**DOCUMENT EXTRACT**
Content starts

Each project is classified into one of the 25 “matters,” all of which are fundamental to the studio’s design ethos and approach. Among them is “Humor,” which is represented by the design of the “Humor Business” exhibition that the studio did with TCDC. The “Fun” segment selects works that express the sentiment, such as a National Book Fair booth design or an astronaut character developed for an energy company. Several color-filled calendar designs are chosen to represent “Color,” while “Elements of Surprise” highlights the product design projects that the studio created as a part of the New Year’s celebration for a number of companies. In terms of “First Impression,” the studio assembled a selection of name cards they designed for their clients while also including their own name cards as evidence of the attention to detail paid in the process of building an impressive first impression.
The 25 “matters” proposed by PBB&O in this exhibition are a combination of both concrete objects and abstract concepts, each of which will necessitate individual interpretations influenced by each viewer’s personal experiences and beliefs. Yet, it was the experimental method that helped PBB&O elevate their abilities and improve their perspective on how they chose projects to work on. The key visual design of the “Creativity Unfold” exhibition is the project that allowed them to devise their experimental approach with complete creative freedom. The exhibition, themed “SHIFT,” which took place in 2015 and was hosted by TCDC (when TCDC was still headquartered at Emporium shopping mall), gave them the opportunity to create 2D and 3D key visuals, which proved to be satisfying since it resulted in the studio experimenting for the most suitable combinations using techniques that they had never used before. Following that endeavor, PBB&O has rarely turned down the opportunity to embark on new and unprecedented undertakings, allowing them to continue to venture into uncharted territory.

Content ends

**EXTRACTED INFORMATION**
Content starts

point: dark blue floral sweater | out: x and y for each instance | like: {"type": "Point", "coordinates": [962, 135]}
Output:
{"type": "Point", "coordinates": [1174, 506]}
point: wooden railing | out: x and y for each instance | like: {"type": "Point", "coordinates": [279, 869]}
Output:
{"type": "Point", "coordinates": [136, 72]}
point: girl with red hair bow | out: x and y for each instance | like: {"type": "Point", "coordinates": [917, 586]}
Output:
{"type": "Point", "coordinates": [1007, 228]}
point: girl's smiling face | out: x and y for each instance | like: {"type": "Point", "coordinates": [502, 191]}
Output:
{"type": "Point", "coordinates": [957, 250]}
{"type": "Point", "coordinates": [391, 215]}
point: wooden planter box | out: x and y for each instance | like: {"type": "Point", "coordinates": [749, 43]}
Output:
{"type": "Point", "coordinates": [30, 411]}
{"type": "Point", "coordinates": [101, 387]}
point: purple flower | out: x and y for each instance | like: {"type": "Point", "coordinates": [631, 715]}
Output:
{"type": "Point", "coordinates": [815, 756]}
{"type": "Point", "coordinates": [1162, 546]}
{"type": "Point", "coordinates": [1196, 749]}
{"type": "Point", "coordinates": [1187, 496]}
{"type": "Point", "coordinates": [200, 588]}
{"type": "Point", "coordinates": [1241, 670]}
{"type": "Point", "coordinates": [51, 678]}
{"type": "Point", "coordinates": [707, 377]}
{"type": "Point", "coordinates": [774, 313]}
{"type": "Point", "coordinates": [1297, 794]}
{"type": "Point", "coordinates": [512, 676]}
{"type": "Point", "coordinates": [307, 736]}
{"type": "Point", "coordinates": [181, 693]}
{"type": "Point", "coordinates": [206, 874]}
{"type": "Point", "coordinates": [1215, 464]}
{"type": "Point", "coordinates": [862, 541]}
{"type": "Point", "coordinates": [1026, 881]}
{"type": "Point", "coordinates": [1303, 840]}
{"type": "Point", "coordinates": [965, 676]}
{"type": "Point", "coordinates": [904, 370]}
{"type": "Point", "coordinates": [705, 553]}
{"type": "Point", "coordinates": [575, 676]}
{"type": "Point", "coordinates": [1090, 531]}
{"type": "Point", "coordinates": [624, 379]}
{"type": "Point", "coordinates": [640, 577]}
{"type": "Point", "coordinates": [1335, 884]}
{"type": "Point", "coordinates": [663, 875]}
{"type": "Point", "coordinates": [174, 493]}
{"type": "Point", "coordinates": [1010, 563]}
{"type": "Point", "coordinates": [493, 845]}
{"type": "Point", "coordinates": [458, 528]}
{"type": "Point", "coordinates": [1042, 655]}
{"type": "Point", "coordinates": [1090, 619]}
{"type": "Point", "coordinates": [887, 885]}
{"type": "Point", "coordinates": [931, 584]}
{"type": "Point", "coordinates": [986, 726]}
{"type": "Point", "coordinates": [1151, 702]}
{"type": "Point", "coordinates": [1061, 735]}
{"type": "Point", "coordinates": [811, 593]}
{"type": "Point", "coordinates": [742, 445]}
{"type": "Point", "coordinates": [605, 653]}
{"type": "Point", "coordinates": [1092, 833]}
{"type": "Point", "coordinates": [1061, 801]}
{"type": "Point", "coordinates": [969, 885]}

Content ends

**EXERCISE**
Copy everything in the exhibition text from "Each project is" down to "impressive first impression.", word for word.

**TASK ANSWER**
Each project is classified into one of the 25 “matters,” all of which are fundamental to the studio’s design ethos and approach. Among them is “Humor,” which is represented by the design of the “Humor Business” exhibition that the studio did with TCDC. The “Fun” segment selects works that express the sentiment, such as a National Book Fair booth design or an astronaut character developed for an energy company. Several color-filled calendar designs are chosen to represent “Color,” while “Elements of Surprise” highlights the product design projects that the studio created as a part of the New Year’s celebration for a number of companies. In terms of “First Impression,” the studio assembled a selection of name cards they designed for their clients while also including their own name cards as evidence of the attention to detail paid in the process of building an impressive first impression.